Work instructions:
Copy every line below exactly.

Records for this task:
------------------------------

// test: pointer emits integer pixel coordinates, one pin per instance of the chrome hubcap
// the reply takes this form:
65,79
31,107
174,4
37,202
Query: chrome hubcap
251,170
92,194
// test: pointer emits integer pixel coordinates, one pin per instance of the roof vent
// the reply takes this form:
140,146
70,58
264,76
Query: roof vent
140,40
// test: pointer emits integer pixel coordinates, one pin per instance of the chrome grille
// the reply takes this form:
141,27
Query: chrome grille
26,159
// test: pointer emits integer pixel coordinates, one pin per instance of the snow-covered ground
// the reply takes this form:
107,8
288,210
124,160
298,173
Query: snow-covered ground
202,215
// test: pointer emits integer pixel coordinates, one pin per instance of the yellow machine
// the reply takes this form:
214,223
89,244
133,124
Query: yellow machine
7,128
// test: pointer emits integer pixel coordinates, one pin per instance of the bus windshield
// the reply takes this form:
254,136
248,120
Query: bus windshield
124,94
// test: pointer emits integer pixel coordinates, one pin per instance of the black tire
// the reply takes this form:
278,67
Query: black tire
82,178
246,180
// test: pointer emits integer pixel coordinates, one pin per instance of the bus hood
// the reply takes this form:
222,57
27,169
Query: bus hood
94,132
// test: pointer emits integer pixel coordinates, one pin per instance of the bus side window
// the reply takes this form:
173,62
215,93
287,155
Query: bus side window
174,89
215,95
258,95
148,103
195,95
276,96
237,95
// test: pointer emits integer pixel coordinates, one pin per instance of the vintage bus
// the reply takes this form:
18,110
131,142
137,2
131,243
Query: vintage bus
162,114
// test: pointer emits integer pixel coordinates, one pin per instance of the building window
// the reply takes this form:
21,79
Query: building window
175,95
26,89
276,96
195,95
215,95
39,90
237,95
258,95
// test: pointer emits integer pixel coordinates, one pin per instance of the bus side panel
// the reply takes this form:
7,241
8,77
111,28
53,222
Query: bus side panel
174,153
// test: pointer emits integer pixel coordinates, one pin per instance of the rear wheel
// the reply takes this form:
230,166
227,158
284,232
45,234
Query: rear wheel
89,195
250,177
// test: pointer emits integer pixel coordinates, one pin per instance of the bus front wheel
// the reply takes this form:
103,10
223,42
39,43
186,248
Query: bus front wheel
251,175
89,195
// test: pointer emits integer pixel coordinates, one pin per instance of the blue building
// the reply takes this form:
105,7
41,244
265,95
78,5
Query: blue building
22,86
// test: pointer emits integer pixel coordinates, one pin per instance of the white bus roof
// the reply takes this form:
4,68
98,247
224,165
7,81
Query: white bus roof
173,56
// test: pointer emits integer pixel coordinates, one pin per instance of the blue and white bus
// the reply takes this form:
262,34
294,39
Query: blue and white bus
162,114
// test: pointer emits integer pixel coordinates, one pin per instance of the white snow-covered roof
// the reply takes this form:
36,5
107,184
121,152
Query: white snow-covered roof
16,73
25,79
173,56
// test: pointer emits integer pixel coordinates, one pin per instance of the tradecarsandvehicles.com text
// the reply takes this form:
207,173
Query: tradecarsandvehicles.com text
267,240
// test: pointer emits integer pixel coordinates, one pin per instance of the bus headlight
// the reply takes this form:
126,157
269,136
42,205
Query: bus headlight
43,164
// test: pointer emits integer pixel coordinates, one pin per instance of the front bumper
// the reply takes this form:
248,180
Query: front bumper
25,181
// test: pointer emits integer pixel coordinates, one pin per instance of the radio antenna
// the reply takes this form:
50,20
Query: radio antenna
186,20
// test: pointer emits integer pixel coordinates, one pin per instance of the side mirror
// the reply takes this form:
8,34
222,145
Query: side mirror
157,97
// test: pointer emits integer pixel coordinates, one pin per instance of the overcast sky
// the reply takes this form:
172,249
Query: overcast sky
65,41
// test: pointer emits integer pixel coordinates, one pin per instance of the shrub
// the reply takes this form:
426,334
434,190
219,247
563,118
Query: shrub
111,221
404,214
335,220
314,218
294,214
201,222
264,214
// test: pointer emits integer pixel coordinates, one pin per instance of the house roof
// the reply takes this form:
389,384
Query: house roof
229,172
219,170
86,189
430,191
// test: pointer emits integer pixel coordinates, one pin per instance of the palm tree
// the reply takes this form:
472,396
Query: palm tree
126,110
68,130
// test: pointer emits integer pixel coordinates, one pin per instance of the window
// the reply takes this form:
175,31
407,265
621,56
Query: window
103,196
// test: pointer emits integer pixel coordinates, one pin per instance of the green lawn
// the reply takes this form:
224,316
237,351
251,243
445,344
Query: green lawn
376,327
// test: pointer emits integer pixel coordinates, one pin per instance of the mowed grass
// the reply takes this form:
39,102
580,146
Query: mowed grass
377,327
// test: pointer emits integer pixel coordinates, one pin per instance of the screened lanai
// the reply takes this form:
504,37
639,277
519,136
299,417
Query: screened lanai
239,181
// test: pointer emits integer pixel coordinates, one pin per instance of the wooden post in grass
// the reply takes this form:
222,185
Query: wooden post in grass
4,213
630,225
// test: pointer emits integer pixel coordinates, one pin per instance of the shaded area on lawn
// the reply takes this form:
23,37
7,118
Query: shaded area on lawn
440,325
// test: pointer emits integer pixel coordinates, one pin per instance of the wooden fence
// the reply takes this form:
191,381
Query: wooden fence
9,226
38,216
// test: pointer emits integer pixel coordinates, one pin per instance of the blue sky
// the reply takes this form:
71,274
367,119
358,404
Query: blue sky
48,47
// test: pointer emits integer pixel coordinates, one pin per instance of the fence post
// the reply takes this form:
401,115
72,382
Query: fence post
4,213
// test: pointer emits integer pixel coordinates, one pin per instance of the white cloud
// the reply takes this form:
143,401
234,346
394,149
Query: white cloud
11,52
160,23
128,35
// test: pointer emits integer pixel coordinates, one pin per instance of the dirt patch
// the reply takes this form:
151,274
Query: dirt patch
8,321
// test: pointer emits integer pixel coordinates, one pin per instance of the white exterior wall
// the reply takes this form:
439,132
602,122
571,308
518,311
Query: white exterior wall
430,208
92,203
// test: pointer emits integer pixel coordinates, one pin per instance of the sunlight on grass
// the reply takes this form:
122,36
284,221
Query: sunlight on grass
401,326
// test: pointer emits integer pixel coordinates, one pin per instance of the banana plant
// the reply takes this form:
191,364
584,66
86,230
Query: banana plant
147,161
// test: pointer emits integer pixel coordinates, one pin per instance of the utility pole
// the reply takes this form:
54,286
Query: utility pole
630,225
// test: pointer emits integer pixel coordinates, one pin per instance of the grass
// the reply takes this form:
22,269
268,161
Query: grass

------------------------------

Solved problem:
// test: pointer emits integer pixel coordinates, one pin per instance of the chrome hubcap
// the reply takes this form:
65,79
31,107
174,4
37,202
Query: chrome hubcap
251,170
92,194
// test: pointer emits integer pixel coordinates, one pin per instance of the roof vent
// the reply takes this form:
140,146
70,58
264,76
Query: roof vent
140,40
// test: pointer emits integer pixel coordinates, one pin per instance of the chrome grille
// the reply takes this form:
141,27
Query: chrome grille
26,159
// test: pointer emits integer pixel coordinates, one pin per instance of the snow-covered ground
// the reply takes this form:
107,8
288,210
124,160
298,173
Query: snow-covered ground
202,215
// test: pointer emits integer pixel coordinates, one pin per instance of the yellow machine
// the reply takes this form:
214,223
89,244
133,124
Query: yellow machine
7,128
// test: pointer emits integer pixel coordinates, one pin per instance of the bus windshield
// the reply takes this form:
254,136
248,120
Query: bus windshield
124,94
// test: pointer emits integer pixel coordinates, one pin per instance of the black tire
// the reply takes this form:
278,67
Query: black tire
82,178
246,180
// test: pointer emits integer pixel coordinates, one pin per instance of the bus hood
// the reply takes this form:
222,57
27,169
Query: bus hood
94,132
// test: pointer emits integer pixel coordinates, one pin per instance of the bus side window
// the reply takes this form:
173,62
215,93
287,155
Query: bus side window
174,89
215,95
258,95
148,103
195,95
276,96
237,95
// test: pointer emits integer pixel coordinates, one pin per instance of the vintage bus
// the reply takes this form:
18,110
131,142
137,2
131,243
Query: vintage bus
162,114
// test: pointer emits integer pixel coordinates, one pin per instance of the building window
// the reply takes this form:
21,79
Query: building window
175,95
26,89
276,96
195,95
215,95
39,90
237,95
258,95
// test: pointer emits integer pixel coordinates, one pin per instance of the bus side panel
// the reply takes this form:
7,241
8,77
111,28
53,222
Query: bus side panel
174,153
// test: pointer emits integer pixel coordinates, one pin per instance of the rear wheel
// the reply takes this form:
230,166
227,158
284,232
45,234
Query: rear wheel
89,195
250,177
// test: pointer emits integer pixel coordinates, one pin per instance of the bus front wheel
// the reply takes this form:
103,10
223,42
39,43
186,248
Query: bus front wheel
251,175
89,195
// test: pointer emits integer pixel coordinates, one pin per instance of the blue building
// the reply takes this form:
105,7
41,244
265,95
78,5
Query: blue building
22,86
// test: pointer emits integer pixel coordinates, one pin per instance of the white bus roof
// the reply takes this form:
4,68
98,247
224,165
7,81
Query: white bus roof
173,56
// test: pointer emits integer pixel coordinates, one pin per instance of the blue and white bus
// the reply takes this form:
262,34
294,39
Query: blue and white bus
162,114
// test: pointer emits integer pixel coordinates, one pin per instance of the white snow-covered roof
// the reply takes this form:
36,5
107,184
121,152
Query: white snow-covered roof
16,73
25,79
173,56
// test: pointer emits integer pixel coordinates, one pin per instance of the tradecarsandvehicles.com text
// the reply takes this form:
207,173
Query: tradecarsandvehicles.com text
267,240
// test: pointer emits integer pixel coordinates, one pin per instance of the bus headlight
// the reply takes this form:
126,157
269,136
42,205
Query: bus headlight
43,164
// test: pointer emits integer pixel coordinates, one pin per instance of the front bumper
// the reply takes this form:
248,180
Query: front bumper
25,181
// test: pointer emits integer pixel coordinates, one pin per instance of the radio antenna
// the reply takes this form:
50,20
Query: radio antenna
186,20
// test: pointer emits integer pixel coordinates, one pin per instance of the side mirror
// the reply takes this form:
8,34
222,145
Query: side mirror
157,97
// test: pointer emits integer pixel coordinates, one pin per instance of the overcast sky
// the reply takes this form:
172,249
Query: overcast sky
65,41
// test: pointer emits integer pixel coordinates, one pin per instance of the shrub
// the reply takes this form:
426,334
434,190
219,247
563,118
Query: shrub
111,221
404,214
335,220
314,218
294,214
201,222
264,214
// test: pointer emits integer pixel coordinates, one pin per instance of the house roof
// the reply takes this form:
389,384
Query: house roof
229,172
219,170
86,189
430,191
// test: pointer emits integer pixel coordinates, one pin per instance of the palm tree
// the reply takes this form:
472,396
Query: palm tree
126,110
68,130
// test: pointer emits integer pixel coordinates, one pin per instance of the window
// the reply takes this form:
175,31
407,265
621,56
Query: window
103,196
// test: pointer emits integer pixel coordinates, one pin per instance of the green lawn
// the reply takes this form:
224,316
237,351
251,243
445,344
Query: green lawn
376,327
// test: pointer emits integer pixel coordinates, one pin per instance of the mowed grass
// the reply takes this form:
39,102
580,146
Query: mowed grass
377,327
// test: pointer emits integer pixel coordinates, one pin per instance of the screened lanai
// the reply takes this form:
504,37
639,277
519,136
299,417
Query: screened lanai
239,181
// test: pointer emits integer pixel coordinates, one pin per instance of the wooden post in grass
// the reply takes this form:
222,185
Query: wooden post in grass
4,213
630,225
// test: pointer emits integer pixel coordinates, one pin per instance of the shaded area on lawn
// the reply takes this form:
23,37
7,118
Query: shaded area on lawn
440,325
// test: pointer emits integer pixel coordinates, one pin per instance of the wooden fence
// the reply takes this form:
191,381
Query: wooden fence
9,226
38,216
// test: pointer emits integer pixel coordinates, one pin per instance of the blue sky
// the reply takes this form:
71,274
367,119
358,404
Query: blue sky
48,47
// test: pointer emits integer pixel coordinates, one pin per instance of the fence post
// the reply takes this form:
401,115
72,382
Query: fence post
4,213
// test: pointer emits integer pixel coordinates, one pin per instance of the white cloud
// the reply takes this form:
143,401
234,346
394,149
Query: white cloud
11,52
160,23
128,35
// test: pointer emits integer pixel coordinates, one pin per instance of the dirt patch
// the reply takes this form:
151,274
Query: dirt patch
8,321
// test: pointer emits integer pixel coordinates, one pin per instance of the white exterior wall
// the reply takes this form:
439,132
602,122
571,308
518,311
Query: white exterior wall
430,208
92,203
// test: pointer emits integer pixel coordinates, one pin per instance of the sunlight on grass
// the reply takes this form:
122,36
284,221
Query: sunlight on grass
401,326
// test: pointer emits integer pixel coordinates, one pin per instance of the banana plant
// the reply takes this form:
191,364
584,66
86,230
Query: banana plant
147,161
// test: pointer emits integer pixel coordinates, one pin per instance of the utility pole
// the reply takes this form:
54,286
Query: utility pole
630,225
// test: pointer emits integer pixel coordinates, one pin per instance of the grass
// the reply takes this form:
22,269
268,161
Query: grass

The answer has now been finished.